Add C-Mod Thermal Quench Labeler

[hwietfeldt]

Overview

I created a C-Mod physics method get_thermal_quench_onset_time() that labels the onset of the thermal quench (TQ) for a given shot (NaN for non-disruptive shots) using a vertical SXR array. The TQ time is returned as a column with identical values for each time slice. I used SXR instead of ECE because ECE is less reliable (especially for shots at low Bt) and because the SXR arrays can track the plasma core during a hot VDE. I used a vertical array because the horizontal array wasn't working for most 2005 shots. For 100 manually labeled flattop TQ onsets, this method labeled the onset within 1 ms of the manual label in 90% of cases. For the remaining 10%, the automated TQ label is usually still a more accurate disruption time metric compared to the current t_disrupt based on the maximum of |dIp/dt|. This method has also worked well in my UFO labeling workflow. I have not tested this method during ramp-up or ramp-down

Steps of Method

1. Read Ip and SXR chords from MDSplus
2. Subtract background from each SXR chord
3. Discard bad chords dominated by noise by removing chords with low autocorrelation.

§ Stored items:

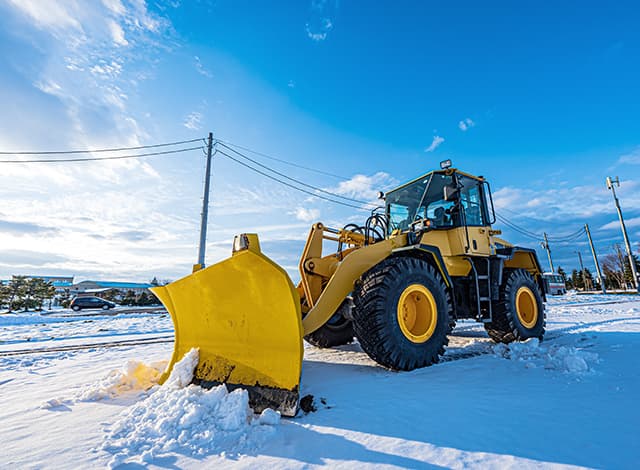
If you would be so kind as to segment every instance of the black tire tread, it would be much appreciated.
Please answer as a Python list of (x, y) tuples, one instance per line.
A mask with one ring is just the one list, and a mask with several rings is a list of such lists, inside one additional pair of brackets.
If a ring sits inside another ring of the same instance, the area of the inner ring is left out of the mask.
[[(441, 284), (441, 290), (445, 293), (448, 320), (445, 322), (444, 338), (441, 344), (432, 349), (419, 363), (403, 356), (402, 351), (394, 346), (387, 331), (388, 327), (379, 313), (384, 311), (386, 301), (389, 295), (392, 295), (387, 279), (397, 278), (408, 272), (427, 272)], [(397, 370), (413, 370), (439, 361), (445, 352), (445, 346), (449, 343), (447, 336), (451, 333), (455, 320), (450, 294), (433, 266), (417, 258), (387, 258), (365, 273), (358, 287), (354, 295), (354, 331), (360, 346), (369, 357), (385, 367)]]
[[(514, 341), (523, 341), (529, 338), (538, 338), (542, 340), (545, 331), (545, 318), (544, 303), (542, 305), (542, 326), (541, 331), (537, 334), (526, 335), (518, 328), (517, 313), (511, 311), (509, 308), (509, 296), (510, 293), (517, 289), (519, 285), (522, 285), (523, 281), (530, 281), (535, 286), (535, 292), (538, 297), (542, 299), (542, 292), (540, 287), (535, 283), (533, 277), (525, 269), (505, 269), (505, 280), (500, 288), (500, 300), (494, 304), (492, 321), (485, 323), (485, 330), (489, 337), (496, 343), (512, 343)], [(535, 327), (534, 327), (535, 328)]]

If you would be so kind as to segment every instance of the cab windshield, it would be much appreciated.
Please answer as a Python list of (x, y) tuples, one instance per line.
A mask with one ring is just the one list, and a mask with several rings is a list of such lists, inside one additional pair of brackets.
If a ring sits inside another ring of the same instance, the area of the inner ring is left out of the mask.
[(431, 173), (411, 184), (387, 194), (389, 233), (407, 230), (410, 224), (428, 219), (431, 228), (485, 226), (480, 182), (468, 176), (456, 175), (460, 187), (460, 204), (444, 200), (444, 187), (453, 184), (453, 176)]

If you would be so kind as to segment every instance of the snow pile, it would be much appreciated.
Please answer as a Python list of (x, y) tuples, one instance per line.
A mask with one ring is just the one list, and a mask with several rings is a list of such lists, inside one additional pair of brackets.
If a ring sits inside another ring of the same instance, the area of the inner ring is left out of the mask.
[(280, 414), (265, 410), (255, 418), (246, 390), (189, 385), (197, 363), (198, 351), (192, 349), (162, 387), (125, 410), (107, 430), (102, 449), (113, 454), (112, 468), (168, 453), (202, 457), (251, 451), (275, 433)]
[(99, 382), (81, 390), (75, 400), (98, 401), (116, 398), (125, 393), (149, 390), (157, 385), (165, 367), (165, 361), (150, 365), (129, 361), (123, 369), (112, 370)]
[(572, 346), (543, 346), (537, 338), (508, 345), (497, 344), (493, 347), (493, 352), (498, 357), (522, 362), (527, 368), (543, 367), (576, 375), (591, 372), (591, 365), (599, 362), (596, 353)]

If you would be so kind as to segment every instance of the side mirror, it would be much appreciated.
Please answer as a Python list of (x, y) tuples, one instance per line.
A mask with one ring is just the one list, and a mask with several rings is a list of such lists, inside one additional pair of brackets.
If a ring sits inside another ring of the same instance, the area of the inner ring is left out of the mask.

§ What to do:
Continue the description of the C-Mod thermal quench labeler from the point where it stops, carrying on after the third step of the method.

§ Written response:
4. Filter the SXR chords using a non-causal Butterworth low pass filter.
   This helps to smooth transient, positive SXR spikes during the TQ, which I attribute to recombination radiation. There is a tradeoff when choosing the cutoff frequency between maintaining decent temporal resolution and removing the recombination spikes. I found a cutoff frequency of 1 kHz works best.
5. Select the SXR chord viewing the core by taking the maximum of SXR across all chords for each time slice.
6. Search for the onset of the CQ based on Ip and t_disrupt.
   This enables us to search for the TQ in a small time window prior to the CQ onset. We need a small search window to avoid labeling sawtooth crashes as the TQ while enabling us to label the TQ for shots with long CQs (see shots 1050311013, 1050802017).
7. Find the midpoint of the TQ by finding the minimum of dSXR/dt within a 5 ms window prior to the CQ onset.
8. Find the TQ onset within a 0.5 ms window prior to the TQ midpoint.
   Note that almost all TQs have a duration less than 1 ms.

Case that works well

We correctly label the TQ onset, which is around 7 ms prior to $t_{disrupt}$. The $T_{e0}$ signal is junk because ECE was not working on this shot, which motivates the use of SXR for TQ labeling on C-Mod.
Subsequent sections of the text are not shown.